Your instructions >> Each line below must be reproduced exactly, though the pictures are to be dropped.

(Supplied entries begins)

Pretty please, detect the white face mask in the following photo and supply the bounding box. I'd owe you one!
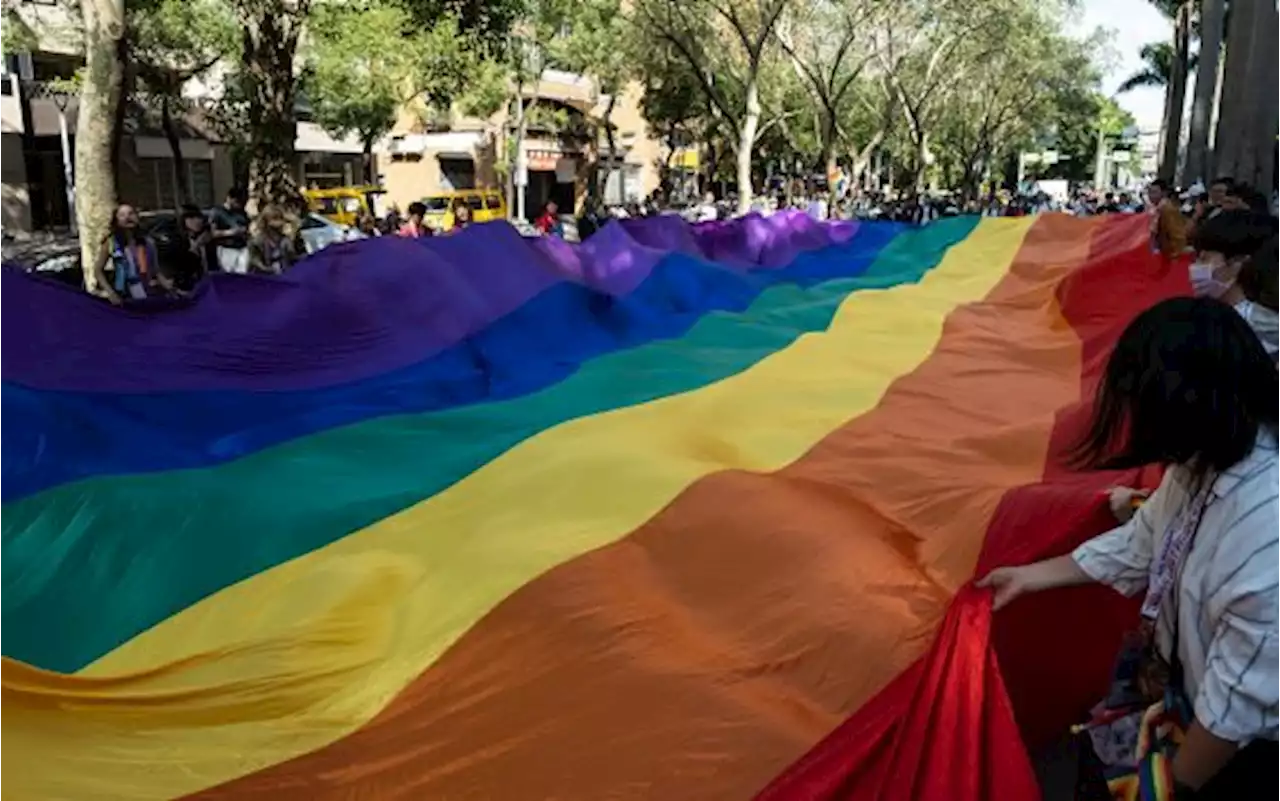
[1189,261,1234,298]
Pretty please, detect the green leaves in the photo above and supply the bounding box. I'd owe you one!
[303,0,485,150]
[130,0,238,80]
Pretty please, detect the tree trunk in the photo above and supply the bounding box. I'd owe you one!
[736,75,760,214]
[506,91,520,217]
[1214,0,1276,188]
[912,130,929,191]
[848,130,884,189]
[161,95,189,207]
[1212,0,1251,179]
[1246,0,1279,190]
[236,0,308,212]
[1158,1,1191,182]
[600,93,618,205]
[75,0,126,290]
[1184,0,1224,185]
[362,136,374,186]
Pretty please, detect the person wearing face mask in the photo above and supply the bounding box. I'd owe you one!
[1189,210,1279,360]
[1108,211,1279,524]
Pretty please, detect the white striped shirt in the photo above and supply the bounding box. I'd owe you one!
[1073,433,1280,743]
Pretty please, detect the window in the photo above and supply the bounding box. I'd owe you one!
[484,194,503,210]
[314,196,340,215]
[30,53,80,82]
[135,157,216,211]
[439,157,475,191]
[189,160,214,208]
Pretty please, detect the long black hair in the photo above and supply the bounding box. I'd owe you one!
[1068,296,1278,483]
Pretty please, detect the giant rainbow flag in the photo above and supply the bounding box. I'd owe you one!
[3,211,1183,801]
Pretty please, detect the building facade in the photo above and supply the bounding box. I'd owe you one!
[377,70,663,217]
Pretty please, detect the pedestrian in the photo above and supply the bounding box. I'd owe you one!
[356,213,380,237]
[91,202,169,304]
[176,205,216,289]
[533,200,560,236]
[1189,209,1279,359]
[398,202,431,238]
[1146,179,1188,257]
[978,296,1278,801]
[449,197,473,232]
[247,205,298,275]
[210,187,250,273]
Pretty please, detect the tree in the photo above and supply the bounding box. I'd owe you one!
[1213,0,1277,189]
[1040,92,1133,185]
[1116,42,1184,92]
[874,0,1015,190]
[1,3,39,55]
[1157,0,1192,181]
[931,4,1096,201]
[398,0,523,44]
[75,0,125,285]
[234,0,310,211]
[130,0,237,205]
[1183,0,1223,186]
[773,0,884,180]
[305,1,473,180]
[634,0,792,212]
[545,0,634,201]
[636,33,709,194]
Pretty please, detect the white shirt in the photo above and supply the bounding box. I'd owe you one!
[1073,434,1280,743]
[1235,299,1279,360]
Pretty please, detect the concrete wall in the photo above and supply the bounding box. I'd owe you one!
[375,72,664,216]
[2,133,32,232]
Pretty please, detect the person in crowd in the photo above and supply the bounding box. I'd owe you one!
[979,296,1278,800]
[175,205,216,289]
[1188,209,1279,359]
[577,199,606,242]
[533,200,560,236]
[1207,176,1234,213]
[1190,177,1234,235]
[210,187,250,273]
[1222,183,1271,215]
[695,191,719,223]
[247,205,298,275]
[1146,178,1188,257]
[382,205,403,235]
[90,203,169,304]
[449,197,473,233]
[1108,211,1279,524]
[356,213,380,238]
[398,202,431,238]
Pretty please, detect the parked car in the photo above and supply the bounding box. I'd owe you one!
[420,189,508,232]
[297,211,364,253]
[2,237,84,287]
[304,185,386,227]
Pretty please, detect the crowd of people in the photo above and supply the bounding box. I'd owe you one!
[90,189,307,305]
[973,172,1279,799]
[88,187,489,304]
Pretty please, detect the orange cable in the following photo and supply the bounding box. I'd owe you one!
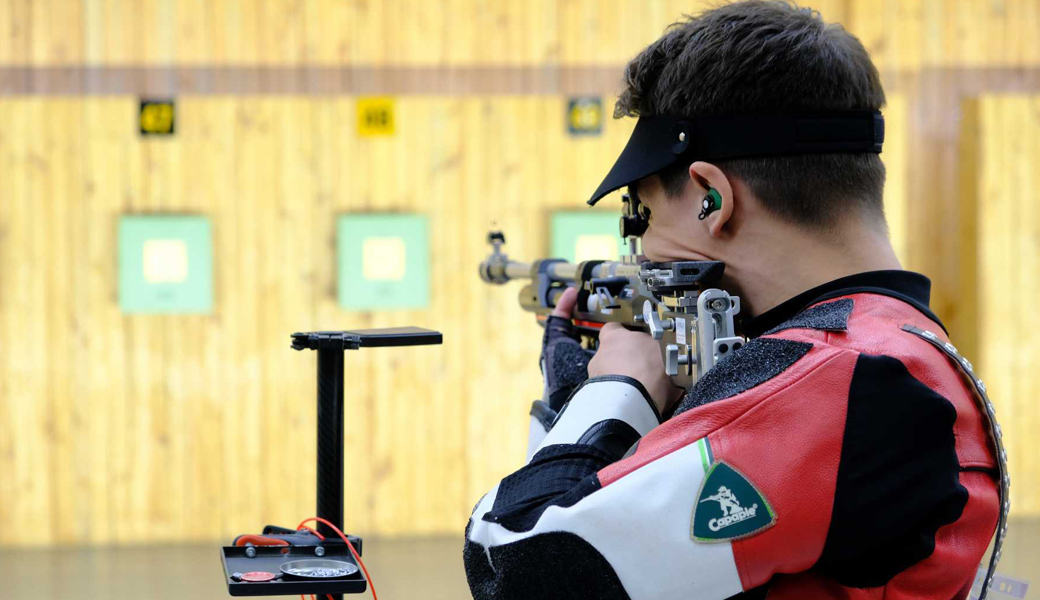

(Supplied entries ends)

Written reply >>
Pretty please, detect the white face mask in the following photo and supply the bounding box. I'd owe you one!
[1189,261,1234,298]
Pretty please, detect the green leaves in the photo above and supply the bounding box. I'd owe you one!
[303,0,485,150]
[130,0,238,80]
Pretty please, detect the tree trunk in the photo above and supply the bounding box. I'd owe you one!
[736,75,760,214]
[506,91,520,217]
[1214,0,1276,188]
[912,130,929,191]
[848,130,884,189]
[161,95,189,207]
[1212,0,1251,179]
[1246,0,1279,190]
[236,0,308,212]
[1158,1,1191,182]
[600,93,618,205]
[75,0,126,290]
[1184,0,1224,185]
[362,136,374,186]
Pretty please, detect the person wearing face mask in the photo above and supply the bounding box. I'd owe you one!
[1189,210,1279,360]
[1108,211,1279,524]
Pretty please, detect the white striped shirt in the photo above and supply the bounding box. I'd owe you one!
[1073,433,1280,743]
Pretty please, detect the window in the photo above and supply the bounding box. I'd owe you one!
[484,194,503,210]
[314,196,340,215]
[30,53,80,82]
[135,157,216,211]
[439,157,475,191]
[189,160,214,208]
Pretty please, detect the long black hair in the photo above and supply the bounding box. I'd owe you one!
[1068,296,1278,483]
Pretty please, detect the giant rainbow flag in the photo above and supply the bounding box. I'd owe you one!
[3,211,1183,801]
Pretty please, detect the building facade in the photo above and supply the bounding box. I'd owe you one!
[377,70,663,217]
Pretty please, detect the pedestrian in the photo above and supply the bounding box. I'd owe you one!
[356,213,380,237]
[91,202,169,304]
[176,205,216,289]
[533,200,560,236]
[1189,209,1279,359]
[398,202,431,238]
[1146,179,1188,257]
[978,296,1278,801]
[449,197,473,232]
[247,205,298,275]
[210,187,250,273]
Pretty please, detect the tree in the photo above and supply the bounding box. I'd owe you one!
[1213,0,1277,189]
[1040,92,1133,185]
[1116,42,1184,92]
[874,0,1015,190]
[1,3,39,55]
[1157,0,1192,181]
[931,4,1096,201]
[398,0,523,44]
[75,0,125,285]
[234,0,310,211]
[130,0,237,205]
[1183,0,1223,186]
[773,0,884,180]
[305,1,473,180]
[634,0,792,212]
[545,0,634,201]
[636,33,709,194]
Pretty please, detect the white shirt in the photo above and supply the bounding box. I'd owe you one!
[1073,434,1280,743]
[1235,299,1279,360]
Pretty please, detect the concrete wall in the photo above and supply the bounding box. I'd owe you one!
[375,72,664,216]
[2,133,32,232]
Pretty please, detect the person in crowd in the photo above and supply the bounding box. I'd owe you one!
[979,296,1278,800]
[175,205,216,289]
[1188,209,1279,359]
[577,199,606,242]
[533,200,560,236]
[1207,176,1234,213]
[1190,177,1234,235]
[210,187,250,273]
[1222,183,1271,215]
[695,191,719,223]
[247,205,298,275]
[1146,178,1188,257]
[382,205,403,235]
[90,203,169,304]
[449,197,473,233]
[1108,211,1279,524]
[356,213,380,238]
[398,202,431,238]
Pretty please, detect the parked car in the photo above and supply the bounding box. I'd owe you one!
[420,189,508,232]
[297,211,364,253]
[2,237,84,287]
[304,185,386,227]
Pretty please, detect the crowd of people in the photo above and supply the bounding box. I'd owe you one!
[90,189,307,305]
[973,172,1279,799]
[88,187,489,304]
Pretty please, detect the orange cable in the following photo and supply the bounding box. I'd owe you one!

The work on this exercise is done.